> **Document excerpt**:
▬▬▬

When we discuss regenerative or pasture-based farming, we often point to practitioners who are young and energetic. These idealists travel across the country to work co-ops and new wave agricultural outposts with a deep desire to change the world through farming. On the other side are second- and third-generation farmers—these folks have animal husbandry in their DNA. They inherently know that pasture-raising meat is better for the animals and the environment, as well as their neighbors and friends, whom they feed nourishing food with pride. And then there is Nicolas Baric, a bit of both, but with his own raison d‘être.
Nicolas worked in finance and real estate in Paris, France, for many years before buying a farm halfway around the world in the small town of Hebron, NY, on the border of Vermont.
“I worked in an office, and I just turned 45. My company was sold and I didn’t want to stay on with the new ownership, so I decided to take this big leap across the ocean, and in my life, too,” Nicolas said. “I wanted to farm. Quite rapidly, I got interested in rotational grazing and holistic management and have been trying to follow ever since.”
Having never worked a farm before and with only theoretical knowledge of pasture-raising animals, Nicolas left Paris and came to the United States. In place of experience, he brought the memory of childhood vacations in Southwest France on his uncle’s cattle farm. For Nicolas, that memory contained the kernel of a plan for a second chapter in life. He arrived in New York City in 2014 and purchased a farm on the Vermont border, in the foothills of the Green Mountains, by April 2015.

▬▬▬

(Stored data entries)
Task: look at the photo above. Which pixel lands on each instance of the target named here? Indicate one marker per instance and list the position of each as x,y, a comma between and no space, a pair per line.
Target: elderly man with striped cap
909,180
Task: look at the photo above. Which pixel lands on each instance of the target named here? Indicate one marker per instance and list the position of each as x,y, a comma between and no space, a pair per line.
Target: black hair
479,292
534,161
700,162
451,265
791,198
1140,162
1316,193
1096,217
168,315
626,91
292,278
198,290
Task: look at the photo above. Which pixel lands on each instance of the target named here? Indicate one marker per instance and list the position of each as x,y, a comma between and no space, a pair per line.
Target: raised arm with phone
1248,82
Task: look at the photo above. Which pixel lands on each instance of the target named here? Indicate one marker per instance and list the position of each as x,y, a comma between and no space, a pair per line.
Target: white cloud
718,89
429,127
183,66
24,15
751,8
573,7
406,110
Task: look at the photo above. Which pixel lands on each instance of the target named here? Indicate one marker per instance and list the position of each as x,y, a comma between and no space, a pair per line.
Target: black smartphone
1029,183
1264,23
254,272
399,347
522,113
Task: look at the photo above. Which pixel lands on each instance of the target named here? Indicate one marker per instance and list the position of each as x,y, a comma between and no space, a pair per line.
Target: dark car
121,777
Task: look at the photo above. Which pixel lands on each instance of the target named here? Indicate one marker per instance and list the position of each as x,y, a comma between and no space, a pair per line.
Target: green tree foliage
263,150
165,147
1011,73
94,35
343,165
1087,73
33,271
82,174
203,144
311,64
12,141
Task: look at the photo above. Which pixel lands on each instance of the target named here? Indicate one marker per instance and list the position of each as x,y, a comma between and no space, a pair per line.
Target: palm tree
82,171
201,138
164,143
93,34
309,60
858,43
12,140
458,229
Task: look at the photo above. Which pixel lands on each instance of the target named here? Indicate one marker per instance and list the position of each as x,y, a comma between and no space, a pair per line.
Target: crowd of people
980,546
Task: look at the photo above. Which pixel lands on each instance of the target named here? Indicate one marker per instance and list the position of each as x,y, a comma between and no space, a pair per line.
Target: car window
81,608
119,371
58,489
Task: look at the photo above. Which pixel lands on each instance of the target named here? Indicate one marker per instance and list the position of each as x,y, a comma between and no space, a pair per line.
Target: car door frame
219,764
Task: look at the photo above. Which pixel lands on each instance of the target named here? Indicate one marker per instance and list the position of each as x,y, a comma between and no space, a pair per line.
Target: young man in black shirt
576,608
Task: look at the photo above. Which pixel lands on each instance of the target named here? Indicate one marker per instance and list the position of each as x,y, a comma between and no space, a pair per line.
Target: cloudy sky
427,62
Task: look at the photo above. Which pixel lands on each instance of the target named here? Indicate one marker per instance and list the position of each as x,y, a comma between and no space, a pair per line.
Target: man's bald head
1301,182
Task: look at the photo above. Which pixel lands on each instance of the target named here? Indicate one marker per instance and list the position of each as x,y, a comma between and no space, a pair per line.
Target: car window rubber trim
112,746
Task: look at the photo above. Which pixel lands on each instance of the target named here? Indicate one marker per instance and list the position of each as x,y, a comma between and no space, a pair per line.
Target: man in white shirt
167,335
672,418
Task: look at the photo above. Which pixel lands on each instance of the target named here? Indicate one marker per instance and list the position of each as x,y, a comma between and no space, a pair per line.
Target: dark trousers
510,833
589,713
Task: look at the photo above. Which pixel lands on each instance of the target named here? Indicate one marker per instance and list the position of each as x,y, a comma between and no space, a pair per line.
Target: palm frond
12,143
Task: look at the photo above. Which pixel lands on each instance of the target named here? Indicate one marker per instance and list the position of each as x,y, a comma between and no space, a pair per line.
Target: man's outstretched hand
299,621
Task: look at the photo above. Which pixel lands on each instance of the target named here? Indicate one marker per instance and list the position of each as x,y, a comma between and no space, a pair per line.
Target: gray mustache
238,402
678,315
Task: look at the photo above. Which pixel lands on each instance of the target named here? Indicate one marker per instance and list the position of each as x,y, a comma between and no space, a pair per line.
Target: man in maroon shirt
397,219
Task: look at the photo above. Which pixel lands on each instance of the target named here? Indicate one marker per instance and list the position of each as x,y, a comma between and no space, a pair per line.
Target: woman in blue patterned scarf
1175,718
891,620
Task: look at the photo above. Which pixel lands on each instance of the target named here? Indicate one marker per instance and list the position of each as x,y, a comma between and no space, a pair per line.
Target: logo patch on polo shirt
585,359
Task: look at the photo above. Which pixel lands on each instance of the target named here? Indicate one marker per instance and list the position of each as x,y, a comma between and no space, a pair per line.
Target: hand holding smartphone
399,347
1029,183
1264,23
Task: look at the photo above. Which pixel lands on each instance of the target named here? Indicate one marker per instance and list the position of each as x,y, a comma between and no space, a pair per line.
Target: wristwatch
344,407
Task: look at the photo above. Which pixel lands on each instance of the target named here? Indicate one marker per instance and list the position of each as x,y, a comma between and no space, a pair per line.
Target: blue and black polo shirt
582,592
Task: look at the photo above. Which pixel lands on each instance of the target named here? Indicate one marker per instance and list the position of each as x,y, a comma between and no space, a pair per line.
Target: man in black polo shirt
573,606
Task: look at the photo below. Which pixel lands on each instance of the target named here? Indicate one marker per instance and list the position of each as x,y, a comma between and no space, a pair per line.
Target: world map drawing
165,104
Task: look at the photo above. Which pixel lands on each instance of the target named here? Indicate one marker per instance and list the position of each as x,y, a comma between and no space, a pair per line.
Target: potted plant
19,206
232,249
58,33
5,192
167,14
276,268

▬▬▬

> **Aim of the exercise**:
In two sentences, summarize the profile of Nicolas Baric given above.

> **Output**:
Nicolas Baric worked in finance and real estate in Paris for many years, and at 45, after his company was sold, he chose to farm rather than stay on under the new ownership. With no farm experience beyond childhood vacations on his uncle's cattle farm in Southwest France, he arrived in New York City in 2014 and by April 2015 had bought a farm in Hebron, NY, on the Vermont border, and he has since been trying to follow rotational grazing and holistic management.